### WHAT IS REQUIRED
In the abstract on the RN-BSN program in Southern Switzerland, in which academic year was the program first developed and proposed at SUPSI?

### PASSAGE
|Beitragstitel||Registered Nurse to Bachelor of Science in nursing programs in Southern Switzerland: students’ expectations and personal and professional development.|
Several studies have investigated the experiences of Registered Nurse to Bachelor of Science in Nursing (RN-BSN) programs students and the effects that these programs have on their skills development and personal transformation. Critical thinking ability, communication skills, leadership ability, participation in and use of research with changes in self and in practice are some of the major identified outcomes.
At the University of Applied Science of Southern Switzerland (SUPSI) for the first time, an RN-BSN program has been developed and proposed in the academic year 2017-18. Adult learning principles, reflective practice, student centrality have been the main guiding principles.
With the final goal to monitor and optimize the curricula, this study aims to explore the expectations and the personal and professional development of students involved in RN-BSN program in Southern Switzerland.
Ongoing qualitative study. Two focus groups with students have been planned: one, one month after the course beginning to explore expectations and one, at the end of the course to explore development. The focus groups questions have been developed based on the research questions and literature review. Narrative writing, to highlight personal and professional development in a reflexive practice perspective, has also been asked to students (second half of the course). Thematic analysis is used to analyse data.
Ten students are involved in SUPSI RN-BSN program and are participating in the study. Nine students are female, the median age is 40.1 (+/-11.7) years, and the majority works in a hospital setting (N=6) as staff nurses (N=6). Four students graduated more than 15 years ago while six students less than 5.
After the first focus group data analysis, regarding expectations, four macro-themes emerged: knowledge and skills to apply in clinical practice; knowledge and competencies for future academic courses; continuity, integration and development related to previous education; course organisation and structure. Final data about personal and professional development and complete discussion will be available for the conference.
This study can help to understand the RN-BSN educational experience and to contextualise it in Switzerland.
This is important to develop an education offer that meets the evolving healthcare system needs and may constructively influence nursing practice.

### Natural-language object grounding data
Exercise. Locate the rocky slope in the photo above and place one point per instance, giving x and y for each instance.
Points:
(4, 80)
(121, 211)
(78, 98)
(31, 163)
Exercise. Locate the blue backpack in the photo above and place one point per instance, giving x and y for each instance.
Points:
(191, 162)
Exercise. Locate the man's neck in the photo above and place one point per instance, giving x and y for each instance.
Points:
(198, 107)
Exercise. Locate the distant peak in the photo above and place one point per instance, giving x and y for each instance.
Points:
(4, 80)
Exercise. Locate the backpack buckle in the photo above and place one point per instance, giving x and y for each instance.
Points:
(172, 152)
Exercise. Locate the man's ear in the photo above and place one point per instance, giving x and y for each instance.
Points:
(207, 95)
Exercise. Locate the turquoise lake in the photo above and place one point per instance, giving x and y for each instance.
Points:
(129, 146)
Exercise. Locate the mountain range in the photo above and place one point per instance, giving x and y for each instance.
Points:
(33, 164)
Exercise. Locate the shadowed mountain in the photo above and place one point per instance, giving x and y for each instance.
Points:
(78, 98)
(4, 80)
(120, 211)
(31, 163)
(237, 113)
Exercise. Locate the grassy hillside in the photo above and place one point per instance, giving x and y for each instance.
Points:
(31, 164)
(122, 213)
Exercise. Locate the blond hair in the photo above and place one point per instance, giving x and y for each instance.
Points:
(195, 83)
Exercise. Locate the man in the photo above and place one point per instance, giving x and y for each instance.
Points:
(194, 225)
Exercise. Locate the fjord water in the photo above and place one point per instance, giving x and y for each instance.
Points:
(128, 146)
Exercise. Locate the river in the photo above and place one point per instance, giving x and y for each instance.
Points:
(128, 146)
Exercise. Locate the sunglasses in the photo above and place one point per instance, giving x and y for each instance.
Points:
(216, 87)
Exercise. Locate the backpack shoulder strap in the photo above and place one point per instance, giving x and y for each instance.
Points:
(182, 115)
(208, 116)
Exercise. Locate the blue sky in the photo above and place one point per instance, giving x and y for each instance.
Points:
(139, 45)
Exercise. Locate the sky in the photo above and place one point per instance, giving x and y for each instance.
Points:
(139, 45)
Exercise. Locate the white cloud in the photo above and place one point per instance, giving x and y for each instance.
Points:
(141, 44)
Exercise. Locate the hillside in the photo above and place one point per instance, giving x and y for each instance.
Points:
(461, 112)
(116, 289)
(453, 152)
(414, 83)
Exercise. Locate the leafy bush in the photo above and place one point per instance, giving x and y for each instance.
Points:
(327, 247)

### WRITTEN RESPONSE
2017-18